#### [Supplied passage]
==============================

Without a Redis-backed circuit breaker, a brief OpenAI TTS outage could result in hundreds of retry attempts hitting a degraded API, massively multiplying costs. The Redis-persistence decision paid for itself immediately. Per-account rate limits (10 requests/minute, 100 requests/day), a 4,000 character cap, and a daily cleanup job removing stale audio files from R2 complete the cost control surface.

Emergency Mode Reliability Guarantee

Emergency Mode was designed as if the main AI pipeline didn't exist. The dependency inversion forced clear thinking about which parts of the system must be resilient to failure. A parent in crisis at 3 AM cannot receive an error screen. The emergency system has a pre-written fallback response library, a separate OpenAI client, and an independent followup worker — none of which depend on the main chat stack.

Schedule Hydration at Scale

Every active baby needs their schedule pre-hydrated every night. The fan-out pattern — one coordinator triggering one BullMQ job per baby — makes each hydration independent and retryable. Failure for one baby doesn't affect others. The scheduleReconciliationWorker catches any drift between template and daily instance.


Lessons Learned

Invest in the safety layer before feature work. For any product in a high-stakes domain (healthcare, childcare, mental health), safety infrastructure is not a feature — it is the foundation. Every subsequent feature that generates AI content hooks into existing safety infrastructure rather than inventing its own.

Prompt engineering is a product discipline. The most impactful changes to user experience quality came not from model changes but from prompt refinements. The response budget rules — 90 words by default, 55 at night, 70 when stressed — transformed user perception of response quality by eliminating verbosity that caused users to stop reading.

Circuit breakers need Redis from day one for cost-critical services. In-memory is fine for rate limiting. It is not fine for services where failure causes financial harm.

==============================

#### [Dataset extract]
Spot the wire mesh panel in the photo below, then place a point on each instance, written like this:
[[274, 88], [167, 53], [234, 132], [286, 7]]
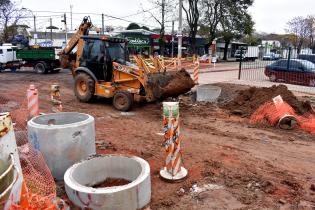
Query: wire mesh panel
[[287, 66]]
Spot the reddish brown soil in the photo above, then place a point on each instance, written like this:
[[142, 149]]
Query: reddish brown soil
[[111, 182], [258, 168], [169, 84], [250, 99]]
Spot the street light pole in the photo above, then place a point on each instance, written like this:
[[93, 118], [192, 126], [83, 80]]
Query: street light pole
[[180, 35], [35, 30], [103, 29], [65, 21], [173, 39], [71, 6]]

==============================

#### [Activities]
1. Does each statement agree with the engineering write-up? Answer yes or no for each, and quote the words of the write-up that decide it.
(a) Per-account limits allow 100 requests per day.
(b) Emergency Mode uses the main chat stack's OpenAI client.
(c) By default, the response budget is 55 words.
2. In the engineering write-up, which worker catches drift between the schedule template and the daily instance?
The records were drawn from a separate source.

#### [Solutions for each task]
1.
(a) Yes: "Per-account rate limits (10 requests/minute, 100 requests/day)"
(b) No: "a separate OpenAI client, and an independent followup worker — none of which depend on the main chat stack"
(c) No: "90 words by default, 55 at night, 70 when stressed"

2. The scheduleReconciliationWorker.